Extracted text:
•••••
So what exactly is it that the extra 130 hours in a PA28 and PA34 are gonna give our student?

These hours are - largely - worthless. You spend ages and ages training stuff that is type/class-specific, and of little worth when going straight into the RHS of a commercial jet. Actual flying hours spent putting around the flagpole on a doubious syllabus are far less worth than simulated hours spent flying the aircraft that you will eventually operate, according to a comprehensive syllabus

As for decision-making (especially thinking outside the box) - what makes people think that todays cadets with 250 hrs "real" aircraft have skills in this area that you cannot gain in a sim? On a multi-engine "real" aircraft, you generally train 6 failures (engine fire, engine failure, generator failure, loss of one instrument power source, gear will not extend , flaps will not extend) to a high standard. In a simulator you train these, plus many, many more. Have taught engine failure shortly after V1 in both MEPs and simulators... In the "real" aircraft, you could do 4 of these in an hour, still leaving the student with a need to do further training to master the manoeuvre. In the sim, we'd do 10-14 in one hour, and the student would now master the manoeuvre, only needing brush-up-work for the rest of the course. Plus, you can take a break in when the student needs further explainantion or gets tired in the sim, a facility that the "real" aircraft sadly lacks (short of the instructor taking control), and you can simulate ATC, cabin crew, dispatchers and ATC to your hearts content - in the "real" aircraft, any attempt to teach the student any such pitfalls would require a lot of coordination (and the FI owing the guys in the tower a lot of beer - just try doing com-fail into a busy CTR).
•••••
Stored dataset items:
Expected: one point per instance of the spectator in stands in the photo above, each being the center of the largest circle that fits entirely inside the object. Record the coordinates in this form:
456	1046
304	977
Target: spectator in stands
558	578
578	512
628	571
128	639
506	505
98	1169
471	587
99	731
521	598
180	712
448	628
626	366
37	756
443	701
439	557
•••••
Your tasks:
(a) Answer these questions from the flight-training text, one line each:
(i) Which two aircraft types are named in connection with the extra 130 hours?
(ii) How many failures does the text say are generally trained on a multi-engine "real" aircraft?
(iii) How many engine failures shortly after V1 could be done in one hour in the simulator?
(b) Extend the flight-training text with a few sentences that pick up right after its final one.
The data above plays no part in this work.

Responses per task:
(a)
(i) PA28 and PA34
(ii) 6
(iii) 10-14

(b)
Bottom line - the simulator is a much more effective training tool that the "real" aircraft, you can teach the student far more things, teach them quicker and better, and you can let the student commit all the errors that you feel are necessary without having to intervene. After all, it's quite easy to say "Noooo...that's not really what we're looking for" and do a reset. Anyone who prefers "real" aircraft training over simulator training are in urgent need to expand their horizons and get a better feel of the subject before posting.

Wonder how many of the "OMG-brigade" have conducted both basic and airline training and had a chance to evaluate how well these two match? And how easy it is to get your student thinking along the lines of the latter after spending 18 months doing the former?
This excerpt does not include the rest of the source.